In blog posts, books, and podcasts, our most celebrated self-improvement guru’s preach endless forward motion in the pursuit of our goals. “Grow or Die!” read the subject line of a recent email update I received from an uber-successful entrepreneur.
In today’s motivational culture, there is too much emphasis on continual development and insufficient credence given to the simple idea of enough.
This advice is given with the best intentions. And… agreed. We ought never to settle for mediocrity. But, how often do we hear commands to pause every once and a while and truly appreciate what we have now, instead of constantly working towards something better?
When is something finally good enough? When is it time to sit back realize that perhaps the lives we are living beautiful and amazing, right here and now?

Task set:
A: Which kinds of media does the passage on self-improvement culture name as places where gurus preach endless forward motion? List every one.
B: Write the next part of the passage on self-improvement culture, starting after its final question.
The lines that follow are separate material, unconnected to the passage on self-improvement culture.

Material:

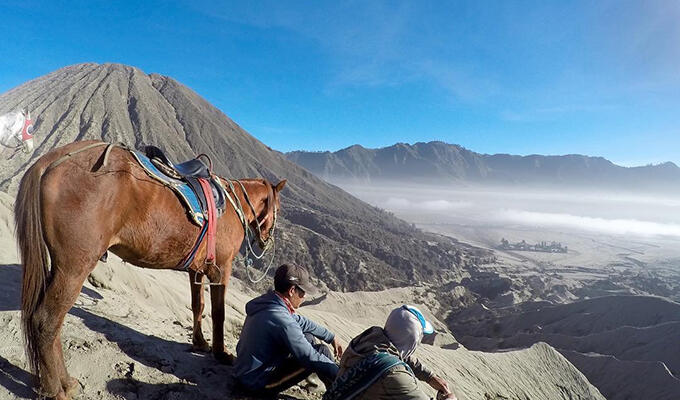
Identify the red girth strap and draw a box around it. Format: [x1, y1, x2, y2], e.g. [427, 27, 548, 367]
[198, 178, 217, 264]
[21, 118, 33, 141]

Answers given:
A: Blog posts, books, and podcasts.

B:
Even if it’s not looking back at the mountains we’ve climbed, it’s vital that we pay attention to, and enjoy, that which we already are and have. The hamster wheels that movies like Fight Club so vividly warn us about are very real. Many of us have awakened to them and risen above, only to be caught in the same traps, just at a higher level.
We must spend more time looking at our lives and ourselves and think, “this is beautiful and perfect, as it is in this moment.” Sometimes our most profound growth results from being happy with who we are now.
Finally, make sure to have a balanced diet of inspirational content. Mix up your reading/listening material with both "hustle" speech from creators like Gary Vaynerchuck and Tim Ferriss with an equal amount of reminders for peaceful living from teachers such as Ekhart Tole and The Dalai Lama.
Leave me a comment below. What are your thoughts on today’s motivational culture? Who are your favorite creators on the topic of peaceful living?
Ethan Small has been posting to Friendly Warrior since 2013 with his experiences and wisdom to inspire others to improve their quality of life.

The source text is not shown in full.